[START OF SOURCE DOCUMENT]

I have a question about stay at home parents...

Options
k2d4p
k2d4p Posts: 441 Member
It's not exactly fun, but it's not related to fitness so I didn't know where to put it. I want to start by saying that I absolutely love and respect stay at home parents and truly think it is a job that doesn't get the credit it deserves. I am not being bitter, I am really just wanting other people insights and opinions.

Question: In general, what do you think are the duties of the stay at home parent?

I know every family is different, and job specifics would be different for each family. But, I would like some general opinions. Thank you.

Replies

  • Marisela233
    Marisela233 Posts: 48 Member
    Options
    according to my husband- cooking, cleaning, taking care of the kids... i have a 7 yr old 4 yr old and 4 month old and sometimes wish i could work too :( love my kids but they drive me crazy!!!
  • abaker768
    abaker768 Posts: 79 Member
    Options
    I wouldn't think of them as "duties"... I expect my hubby to share the work. I work full time (plus OT), go to school full time, Mommy of two, wife, etc.. I know I can't get things done. I think taking care of the kids is a major battle, but, I do expect him to fold laundry, (I washed it, he can fold it.) If I let him cook, we'd eat pancakes for every meal. I try to throw stuff in the crock pot, or have him do it. Just depends. Like you said, every situation is different. He's not working, so I am. (I am bitter about it at times, and I'd kill to stay at home, but health insurance and essentials are more important!) feel free to add me if you want!

[END OF SOURCE DOCUMENT]

EXERCISE TASK: Return the forum thread about the duties of stay-at-home parents word for word, from start to finish. Rely solely on the forum thread above.

[START OF MATERIAL]

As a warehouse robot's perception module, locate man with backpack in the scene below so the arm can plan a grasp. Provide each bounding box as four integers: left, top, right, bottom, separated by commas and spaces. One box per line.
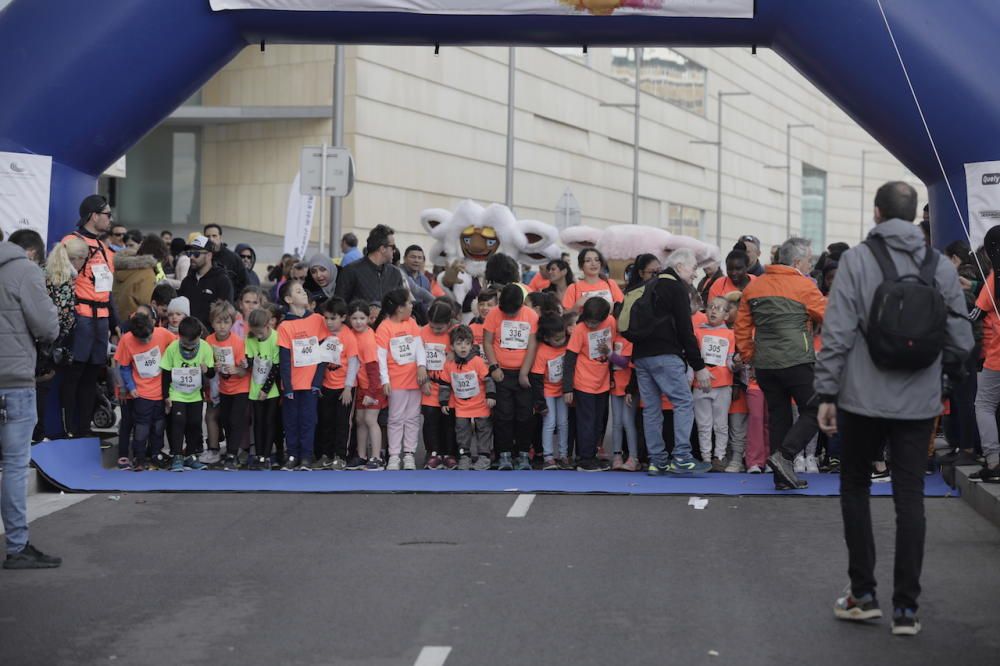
619, 249, 712, 476
815, 182, 973, 636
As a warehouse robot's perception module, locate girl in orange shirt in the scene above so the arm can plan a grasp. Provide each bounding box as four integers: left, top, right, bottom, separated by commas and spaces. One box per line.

[END OF MATERIAL]

RESULT OF THE TASK:
I have a question about stay at home parents...

Options
k2d4p
k2d4p Posts: 441 Member
It's not exactly fun, but it's not related to fitness so I didn't know where to put it. I want to start by saying that I absolutely love and respect stay at home parents and truly think it is a job that doesn't get the credit it deserves. I am not being bitter, I am really just wanting other people insights and opinions.

Question: In general, what do you think are the duties of the stay at home parent?

I know every family is different, and job specifics would be different for each family. But, I would like some general opinions. Thank you.

Replies

  • Marisela233
    Marisela233 Posts: 48 Member
    Options
    according to my husband- cooking, cleaning, taking care of the kids... i have a 7 yr old 4 yr old and 4 month old and sometimes wish i could work too :( love my kids but they drive me crazy!!!
  • abaker768
    abaker768 Posts: 79 Member
    Options
    I wouldn't think of them as "duties"... I expect my hubby to share the work. I work full time (plus OT), go to school full time, Mommy of two, wife, etc.. I know I can't get things done. I think taking care of the kids is a major battle, but, I do expect him to fold laundry, (I washed it, he can fold it.) If I let him cook, we'd eat pancakes for every meal. I try to throw stuff in the crock pot, or have him do it. Just depends. Like you said, every situation is different. He's not working, so I am. (I am bitter about it at times, and I'd kill to stay at home, but health insurance and essentials are more important!) feel free to add me if you want!